**Short task**
Each record needs to be echoed exactly; can you do that?
--- Given data ---
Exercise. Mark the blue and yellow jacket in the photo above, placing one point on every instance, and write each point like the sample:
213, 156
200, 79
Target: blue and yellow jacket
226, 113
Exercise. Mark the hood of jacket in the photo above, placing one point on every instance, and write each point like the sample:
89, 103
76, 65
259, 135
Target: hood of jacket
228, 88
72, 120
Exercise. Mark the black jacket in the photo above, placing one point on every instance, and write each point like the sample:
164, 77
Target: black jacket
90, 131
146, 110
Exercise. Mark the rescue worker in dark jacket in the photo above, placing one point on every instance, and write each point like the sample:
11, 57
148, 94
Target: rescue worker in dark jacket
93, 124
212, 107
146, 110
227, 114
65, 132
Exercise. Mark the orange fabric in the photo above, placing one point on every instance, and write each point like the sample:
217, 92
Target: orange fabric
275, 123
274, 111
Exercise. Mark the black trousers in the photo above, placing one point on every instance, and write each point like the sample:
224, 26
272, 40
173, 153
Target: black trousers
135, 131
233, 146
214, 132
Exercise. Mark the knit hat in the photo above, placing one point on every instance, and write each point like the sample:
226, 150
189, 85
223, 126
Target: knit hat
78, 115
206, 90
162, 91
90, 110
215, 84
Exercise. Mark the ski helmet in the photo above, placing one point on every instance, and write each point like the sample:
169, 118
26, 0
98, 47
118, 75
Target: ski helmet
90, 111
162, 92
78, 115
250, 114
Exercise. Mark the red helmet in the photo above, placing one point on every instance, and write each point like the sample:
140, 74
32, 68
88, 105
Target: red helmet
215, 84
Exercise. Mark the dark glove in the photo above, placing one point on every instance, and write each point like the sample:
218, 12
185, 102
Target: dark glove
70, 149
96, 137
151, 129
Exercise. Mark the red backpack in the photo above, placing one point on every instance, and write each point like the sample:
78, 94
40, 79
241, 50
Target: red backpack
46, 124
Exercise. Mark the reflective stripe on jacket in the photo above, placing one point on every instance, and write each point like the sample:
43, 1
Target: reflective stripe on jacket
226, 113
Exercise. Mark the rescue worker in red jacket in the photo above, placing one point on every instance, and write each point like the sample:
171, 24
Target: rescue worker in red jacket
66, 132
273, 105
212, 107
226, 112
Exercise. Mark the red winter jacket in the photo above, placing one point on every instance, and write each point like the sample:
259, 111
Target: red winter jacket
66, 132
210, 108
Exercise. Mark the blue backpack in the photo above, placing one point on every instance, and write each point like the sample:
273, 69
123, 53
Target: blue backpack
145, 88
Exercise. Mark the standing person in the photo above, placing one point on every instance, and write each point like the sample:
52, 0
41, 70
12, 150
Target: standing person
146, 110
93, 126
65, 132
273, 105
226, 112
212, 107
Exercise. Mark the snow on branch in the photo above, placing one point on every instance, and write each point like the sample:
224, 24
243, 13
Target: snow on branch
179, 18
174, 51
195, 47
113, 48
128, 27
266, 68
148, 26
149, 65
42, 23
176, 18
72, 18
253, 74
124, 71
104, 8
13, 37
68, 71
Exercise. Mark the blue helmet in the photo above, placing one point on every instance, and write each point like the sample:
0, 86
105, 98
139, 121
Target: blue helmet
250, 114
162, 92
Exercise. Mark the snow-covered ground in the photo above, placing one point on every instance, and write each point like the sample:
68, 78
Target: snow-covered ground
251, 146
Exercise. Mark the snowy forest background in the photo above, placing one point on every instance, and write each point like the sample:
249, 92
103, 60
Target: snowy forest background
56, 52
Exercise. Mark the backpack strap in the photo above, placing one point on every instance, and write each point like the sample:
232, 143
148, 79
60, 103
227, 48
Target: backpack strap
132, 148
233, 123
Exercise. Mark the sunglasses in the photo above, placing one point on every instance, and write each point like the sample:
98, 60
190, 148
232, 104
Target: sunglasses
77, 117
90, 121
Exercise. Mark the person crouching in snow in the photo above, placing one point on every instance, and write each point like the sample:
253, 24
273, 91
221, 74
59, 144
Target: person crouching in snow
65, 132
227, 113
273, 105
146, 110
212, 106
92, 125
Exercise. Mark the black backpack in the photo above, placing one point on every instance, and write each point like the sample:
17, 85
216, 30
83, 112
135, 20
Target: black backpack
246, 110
---
**Correct answer**
Exercise. Mark the blue and yellow jacket in the photo above, placing one point on every instance, and write each point like the sample:
213, 156
200, 79
Target: blue and yellow jacket
226, 113
Exercise. Mark the hood of jacket in the photo above, placing one point on every instance, and write each point like the sample:
89, 103
76, 65
259, 135
Target: hood of jacket
228, 88
72, 120
Exercise. Mark the black jacket in the photo above, placing one point on every instance, and write each point like the sample:
164, 77
Target: black jacket
90, 131
146, 110
Exercise. Mark the rescue worker in dark jacket in the photo above, placing one point on every instance, and write each point like the sample:
11, 57
148, 94
Target: rescue worker in dark jacket
93, 124
212, 107
146, 110
227, 114
65, 132
Exercise. Mark the orange fabric in the photo above, placing one point on every instance, and write each point like the sample:
217, 92
Target: orange fabric
275, 123
274, 111
Exercise. Mark the black trousers in the photo above, placing one point on every instance, and write each point like the sample:
224, 26
272, 40
173, 153
Target: black trousers
135, 131
233, 146
214, 132
Exercise. Mark the knit hat in the photo above, placing one point on every instance, and write each point like the sample:
226, 150
189, 85
223, 126
Target: knit hat
78, 115
206, 90
162, 91
90, 110
215, 84
Exercise. Mark the ski helmet in the photo above, placing one point on every instance, and write each point like the sample:
169, 118
26, 0
98, 47
118, 75
Target: ski helmet
90, 111
162, 92
78, 115
250, 114
Exercise. Mark the red helmet in the photo above, placing one point on every instance, and write each point like the sample:
140, 74
32, 68
88, 105
Target: red helmet
215, 84
Exercise. Mark the dark glove in the photo above, placing one point on every instance, and write each point like the sample:
218, 12
185, 102
Target: dark glove
70, 149
96, 137
151, 129
Exercise. Mark the red backpack in the photo above, placing one point on every instance, and write each point like the sample:
78, 94
40, 79
241, 50
Target: red backpack
46, 124
Exercise. Mark the reflective stripe on jacket in the photo above, placing one point on every instance, and write each point like the sample:
43, 1
Target: reflective stripe on jacket
226, 113
Exercise. Mark the rescue worker in red jacket in the photo above, placing one point on every instance, and write each point like the sample:
171, 24
Target: rescue worker in red jacket
66, 132
273, 105
212, 107
226, 112
Exercise. Mark the red winter jacket in the photo above, placing one point on every instance, and write each point like the sample:
259, 111
Target: red winter jacket
66, 132
210, 108
Exercise. Mark the blue backpack in the photo above, placing one point on every instance, and write each point like the sample:
273, 69
123, 53
Target: blue backpack
145, 88
Exercise. Mark the standing person in the photo above, placing one point on every instance, and write each point like the sample:
52, 0
41, 70
12, 150
Target: standing person
146, 110
93, 126
65, 132
273, 105
226, 112
212, 107
Exercise. Mark the snow on branch in the photo above, placing one point on every instance, and write each point like the sample:
224, 24
243, 13
Target: snow on branch
179, 18
174, 51
195, 47
113, 48
128, 27
266, 68
148, 26
149, 65
42, 23
176, 18
72, 18
253, 74
124, 71
104, 8
13, 37
68, 71
Exercise. Mark the blue helmet in the photo above, placing one point on every instance, and write each point like the sample:
0, 86
105, 98
139, 121
Target: blue helmet
250, 114
162, 92
Exercise. Mark the snow-covered ground in the photo above, placing one point on every instance, and write each point like the sample:
68, 78
Target: snow-covered ground
251, 146
Exercise. Mark the snowy forest background in the photo above, placing one point on every instance, and write each point like the sample:
249, 92
103, 60
Target: snowy forest background
56, 52
Exercise. Mark the backpack strap in the photo above, placing one point on every instance, and write each point like the sample:
232, 143
148, 79
60, 103
227, 48
Target: backpack strap
132, 148
233, 123
Exercise. Mark the sunglasses in the photo above, placing one point on every instance, and write each point like the sample:
98, 60
190, 148
232, 104
Target: sunglasses
77, 117
90, 121
Exercise. Mark the person crouching in snow in the photo above, placing one point on every instance, and write each point like the sample:
253, 24
273, 91
221, 74
59, 144
Target: person crouching in snow
65, 132
227, 113
273, 105
146, 110
212, 106
92, 125
Exercise. Mark the black backpack in the photo above, placing one point on every instance, and write each point like the sample:
17, 85
216, 30
83, 112
135, 20
Target: black backpack
246, 110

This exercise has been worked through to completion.